- REQUIREMENT: Every entry below must appear again, exactly as written.
— Start —
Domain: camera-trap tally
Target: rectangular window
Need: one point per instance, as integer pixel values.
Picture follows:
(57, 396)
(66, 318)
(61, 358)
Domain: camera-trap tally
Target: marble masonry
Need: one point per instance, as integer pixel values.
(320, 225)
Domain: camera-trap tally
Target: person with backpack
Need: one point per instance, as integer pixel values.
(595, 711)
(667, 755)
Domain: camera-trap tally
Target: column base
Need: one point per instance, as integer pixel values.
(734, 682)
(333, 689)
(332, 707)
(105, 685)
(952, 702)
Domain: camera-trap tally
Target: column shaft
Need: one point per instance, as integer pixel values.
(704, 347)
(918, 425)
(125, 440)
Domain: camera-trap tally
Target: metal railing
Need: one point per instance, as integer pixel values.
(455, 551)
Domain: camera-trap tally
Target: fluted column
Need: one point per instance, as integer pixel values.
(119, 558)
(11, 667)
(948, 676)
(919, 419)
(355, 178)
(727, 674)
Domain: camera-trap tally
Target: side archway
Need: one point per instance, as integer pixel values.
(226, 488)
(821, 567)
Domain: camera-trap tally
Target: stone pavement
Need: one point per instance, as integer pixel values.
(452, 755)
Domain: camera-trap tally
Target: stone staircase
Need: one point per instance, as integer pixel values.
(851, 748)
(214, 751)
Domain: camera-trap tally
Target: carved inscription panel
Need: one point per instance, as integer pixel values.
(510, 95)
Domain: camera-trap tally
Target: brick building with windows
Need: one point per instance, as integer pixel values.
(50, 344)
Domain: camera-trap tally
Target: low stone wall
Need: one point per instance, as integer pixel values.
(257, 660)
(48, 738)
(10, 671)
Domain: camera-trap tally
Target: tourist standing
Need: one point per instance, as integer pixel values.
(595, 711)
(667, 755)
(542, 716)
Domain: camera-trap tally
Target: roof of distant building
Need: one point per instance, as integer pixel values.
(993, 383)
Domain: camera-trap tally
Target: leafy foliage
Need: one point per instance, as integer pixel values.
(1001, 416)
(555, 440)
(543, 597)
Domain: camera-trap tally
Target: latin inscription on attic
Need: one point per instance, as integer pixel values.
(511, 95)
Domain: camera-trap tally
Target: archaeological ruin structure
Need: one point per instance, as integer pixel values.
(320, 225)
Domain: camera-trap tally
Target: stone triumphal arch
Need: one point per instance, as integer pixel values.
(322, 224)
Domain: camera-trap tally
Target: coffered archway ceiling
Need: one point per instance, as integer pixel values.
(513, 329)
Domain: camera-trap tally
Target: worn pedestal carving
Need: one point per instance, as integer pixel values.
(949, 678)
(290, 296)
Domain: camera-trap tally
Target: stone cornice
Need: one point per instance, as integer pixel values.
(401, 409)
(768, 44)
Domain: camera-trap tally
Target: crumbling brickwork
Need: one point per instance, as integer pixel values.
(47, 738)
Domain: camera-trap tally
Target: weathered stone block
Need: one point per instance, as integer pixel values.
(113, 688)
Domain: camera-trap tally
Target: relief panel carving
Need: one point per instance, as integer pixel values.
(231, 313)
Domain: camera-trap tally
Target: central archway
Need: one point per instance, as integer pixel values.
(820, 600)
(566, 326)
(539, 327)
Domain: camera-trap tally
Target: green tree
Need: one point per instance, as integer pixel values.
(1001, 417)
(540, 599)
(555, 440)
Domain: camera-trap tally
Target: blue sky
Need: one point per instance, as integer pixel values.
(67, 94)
— End —
- OUTPUT:
Domain: camera-trap tally
Target: rectangular window
Need: one point per instance, as integer pixel values.
Picture follows:
(57, 396)
(66, 318)
(61, 358)
Domain: camera-trap tally
Target: marble masonry
Need: one point per instance, as integer pixel values.
(320, 225)
Domain: camera-trap tally
Target: person with backpack
Need: one point per instance, as integer pixel values.
(595, 711)
(667, 755)
Domain: camera-trap tally
Target: column base
Need: one point per instance, as integer pixel values.
(734, 682)
(333, 689)
(332, 707)
(105, 685)
(952, 702)
Domain: camera-trap tally
Target: column shaft
Need: one point per instance, as integer pixel values.
(704, 347)
(918, 425)
(125, 440)
Domain: camera-trap tally
Target: metal railing
Need: one point per instance, as integer pixel values.
(455, 551)
Domain: camera-trap tally
Target: fluted column
Need: one point per instance, as integer pixel values.
(119, 558)
(11, 667)
(948, 676)
(919, 419)
(355, 178)
(727, 674)
Domain: camera-trap tally
Target: side archway
Need: one point per instance, as integer pixel values.
(226, 488)
(821, 567)
Domain: camera-trap tally
Target: stone pavement
Need: one point per instance, as integer pixel values.
(452, 755)
Domain: camera-trap tally
Target: stone staircase
Need: one point per instance, as integer pixel values.
(851, 748)
(214, 751)
Domain: camera-trap tally
Target: carved inscription panel
Need: one point per instance, as integer pixel values.
(510, 95)
Domain: camera-trap tally
Target: brick building with windows
Need: one point per instance, as integer pixel values.
(50, 344)
Domain: camera-trap tally
Target: low stone wall
Need: one point per instance, as integer pixel values.
(257, 660)
(48, 738)
(10, 671)
Domain: camera-trap tally
Target: tourist standing
Need: one point per instance, as integer pixel values.
(595, 711)
(667, 755)
(542, 716)
Domain: camera-trap tally
Target: roof of distant building
Need: one point per instance, as integer pixel values.
(993, 383)
Domain: camera-trap tally
Target: leafy foliage
Need: one point per instance, as integer pixel values.
(1001, 416)
(555, 440)
(543, 597)
Domain: camera-trap tally
Target: latin inscription on attic
Need: one point per instance, as integer pixel values.
(511, 95)
Domain: camera-trap tally
Target: archaeological ruin structure
Need: one point per instance, as integer pixel values.
(320, 225)
Domain: camera-trap tally
Target: stone triumphal arch
Need: one point per instance, as integer pixel values.
(322, 224)
Domain: camera-trap tally
Target: coffered archway ceiling
Need: one point per instance, as integer pixel values.
(513, 329)
Domain: camera-trap tally
Target: worn pedestal carving
Need: one point per instance, as integer pixel values.
(949, 678)
(290, 296)
Domain: camera-trap tally
Target: stone cornice
Need: one point per instance, as integer pixel values.
(401, 409)
(768, 44)
Domain: camera-trap tally
Target: crumbling brickwork
Need: one point per instance, as integer pixel values.
(47, 738)
Domain: camera-trap tally
Target: weathered stone block
Need: one point per instance, as integer pixel values.
(113, 688)
Domain: camera-trap tally
Target: relief panel carving
Need: one point per instance, as integer pixel values.
(231, 313)
Domain: camera-trap tally
Target: central archway
Need: one point per instance, as integer pixel values.
(820, 600)
(566, 326)
(539, 327)
Domain: camera-trap tally
Target: green tree
Need: one point per instance, as integer pixel values.
(1001, 417)
(540, 599)
(555, 440)
Domain: camera-trap tally
Target: blue sky
Need: one point per instance, as integer pixel values.
(67, 94)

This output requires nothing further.